Mahalia Jackson is an American gospel singer famous for her involvement in the civil rights movement. This short overview describes her life and career.

Mahalia Jackson is an American gospel singer, widely regarded as the best in the history of the genre.  She was born on October 26, 1911 in New Orleans, Louisiana.  Mahalia was the child of John A. Jackson, a barber and preacher, and Charity Clark, who died at the age of 25 when Mahalia was four years old. In 1916, her father sent her to live with her aunt Mahalia "Duke" Paul. Aunt Duke did not  allow secular music in her house, but Mahalia's cousin would sneak in records. Even at a very young age, Mahalia had a booming voice and she would sing hymns and old-time gospel tunes around the house.

Mahalia Jackson is viewed by many as the pinnacle of gospel music. Her singing began at the age of four in her church, the Plymouth Rock Baptist Church in New Orleans. Her early style blended the freedom and power of gospel with the stricter style of the Baptist Church. As a teenager, through her cousin's aid, she was influenced by such famous singers as Bessie Smith, Ida Cox, Enrico Caruso and Ma Rainey, and her own style began to emerge into a more soulful expression.

In 1927, at the age of 16, she moved to Chicago and found work as a domestic. But soon after, she found plenty of work as a soloist at churches and funerals after joining the Greater Salem Baptist Church choir. Her unique contralto voice caught the attention of many small churches from coast to coast. Larger, more formal churches frowned upon her energetic renditions of songs. After performing with the Prince Johnson Singers, she began recording for Decca Records in 1937. When the records did not sell as well as expected, she became a beautician. However, after five years of touring with composer Thomas A. Dorsey at gospel tents and churches, Mahalia's popularity and success garnered her another record contract, this time with Apollo Records, from 1946 to 1954. She then switched to Columbia Records, from 1954 to 1967, where she attained broad recognition as a spiritual singer.

Throughout the 1950s, Mahalia's voice was heard on radio, television and concert halls around the world. Her shows were packed in Europe, and her audience was very enthusiastic at the 1957 Newport Jazz Festival, at a special all-gospel program she requested. In 1954, she began hosting her own Sunday night radio show for CBS. She performed on the Ed Sullivan show in 1956 where she catapulted gospel music into America's mainstream. She sang for President Dwight Eisenhower and at John F. Kennedy's inaugural ball in 1960.

From the 1955 Montgomery Bus Boycott until her death, Mahalia was very prominent in the Civil Rights Movement. Very close with Dr. Martin Luther King Jr., she often performed at his rallies--even singing an old slave spiritual before his famous "I Have a Dream" speech at the March on Washington in 1963. She also sang at his funeral five years later.

_____

Give the part of the Mahalia Jackson overview that opens with the words containing "Mahalia Jackson is viewed" and closes with "more soulful expression." again, substituting "summit" for "pinnacle".

_____

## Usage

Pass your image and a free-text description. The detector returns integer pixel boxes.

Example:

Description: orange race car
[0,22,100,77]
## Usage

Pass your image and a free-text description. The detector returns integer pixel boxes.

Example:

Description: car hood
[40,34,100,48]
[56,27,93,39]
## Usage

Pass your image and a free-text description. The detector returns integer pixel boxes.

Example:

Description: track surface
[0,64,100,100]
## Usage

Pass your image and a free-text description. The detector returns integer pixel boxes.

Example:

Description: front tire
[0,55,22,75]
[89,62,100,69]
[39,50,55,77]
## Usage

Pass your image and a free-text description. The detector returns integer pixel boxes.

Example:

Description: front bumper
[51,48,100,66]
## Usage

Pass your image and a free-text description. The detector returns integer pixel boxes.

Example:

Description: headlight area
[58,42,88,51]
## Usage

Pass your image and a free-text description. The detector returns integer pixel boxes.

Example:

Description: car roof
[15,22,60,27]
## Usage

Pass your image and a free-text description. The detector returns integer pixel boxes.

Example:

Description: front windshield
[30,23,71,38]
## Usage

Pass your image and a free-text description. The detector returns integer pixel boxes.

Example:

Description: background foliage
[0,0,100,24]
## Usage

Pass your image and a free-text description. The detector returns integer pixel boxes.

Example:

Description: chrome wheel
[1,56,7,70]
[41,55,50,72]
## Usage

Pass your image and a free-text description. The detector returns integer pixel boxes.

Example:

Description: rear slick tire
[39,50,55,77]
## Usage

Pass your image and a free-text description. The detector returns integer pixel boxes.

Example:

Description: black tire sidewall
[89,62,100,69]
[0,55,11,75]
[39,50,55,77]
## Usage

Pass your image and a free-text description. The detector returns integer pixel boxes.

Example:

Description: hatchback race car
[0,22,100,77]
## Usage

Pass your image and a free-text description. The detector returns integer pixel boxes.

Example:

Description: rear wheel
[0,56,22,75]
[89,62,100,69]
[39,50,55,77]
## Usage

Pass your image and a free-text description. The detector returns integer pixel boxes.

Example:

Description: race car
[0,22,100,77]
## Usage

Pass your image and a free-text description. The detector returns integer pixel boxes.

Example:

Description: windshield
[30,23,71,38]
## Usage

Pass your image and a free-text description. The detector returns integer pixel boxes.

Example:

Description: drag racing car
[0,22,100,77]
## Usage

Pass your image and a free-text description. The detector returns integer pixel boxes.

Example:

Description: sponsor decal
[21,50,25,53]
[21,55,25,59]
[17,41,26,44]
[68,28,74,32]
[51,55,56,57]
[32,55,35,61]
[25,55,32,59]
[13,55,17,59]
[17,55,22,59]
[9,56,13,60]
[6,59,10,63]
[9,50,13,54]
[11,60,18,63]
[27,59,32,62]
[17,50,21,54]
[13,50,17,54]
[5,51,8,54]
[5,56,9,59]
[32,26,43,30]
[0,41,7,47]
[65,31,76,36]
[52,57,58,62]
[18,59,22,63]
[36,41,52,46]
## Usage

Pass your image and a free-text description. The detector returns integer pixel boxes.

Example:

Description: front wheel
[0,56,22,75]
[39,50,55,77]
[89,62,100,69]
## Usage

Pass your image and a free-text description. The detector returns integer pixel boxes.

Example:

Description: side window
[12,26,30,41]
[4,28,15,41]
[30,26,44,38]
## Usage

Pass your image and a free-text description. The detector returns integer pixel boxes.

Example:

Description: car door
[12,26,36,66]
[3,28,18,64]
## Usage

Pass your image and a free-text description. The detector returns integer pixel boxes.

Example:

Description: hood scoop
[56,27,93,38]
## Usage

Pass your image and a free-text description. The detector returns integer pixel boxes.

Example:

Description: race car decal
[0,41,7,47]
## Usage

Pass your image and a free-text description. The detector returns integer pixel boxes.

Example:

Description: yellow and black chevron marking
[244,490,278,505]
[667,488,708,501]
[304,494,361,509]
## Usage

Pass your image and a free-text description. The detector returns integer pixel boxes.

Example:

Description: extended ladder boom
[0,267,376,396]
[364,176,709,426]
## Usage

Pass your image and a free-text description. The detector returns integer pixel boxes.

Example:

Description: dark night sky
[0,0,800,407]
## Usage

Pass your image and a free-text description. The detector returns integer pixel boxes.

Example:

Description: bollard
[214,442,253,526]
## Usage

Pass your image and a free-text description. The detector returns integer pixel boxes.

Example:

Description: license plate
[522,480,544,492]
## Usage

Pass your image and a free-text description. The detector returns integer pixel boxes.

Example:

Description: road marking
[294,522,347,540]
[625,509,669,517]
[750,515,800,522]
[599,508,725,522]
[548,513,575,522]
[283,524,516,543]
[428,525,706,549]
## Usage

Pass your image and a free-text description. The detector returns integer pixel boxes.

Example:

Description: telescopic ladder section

_____

Response below –
Mahalia Jackson is viewed by many as the summit of gospel music. Her singing began at the age of four in her church, the Plymouth Rock Baptist Church in New Orleans. Her early style blended the freedom and power of gospel with the stricter style of the Baptist Church. As a teenager, through her cousin's aid, she was influenced by such famous singers as Bessie Smith, Ida Cox, Enrico Caruso and Ma Rainey, and her own style began to emerge into a more soulful expression.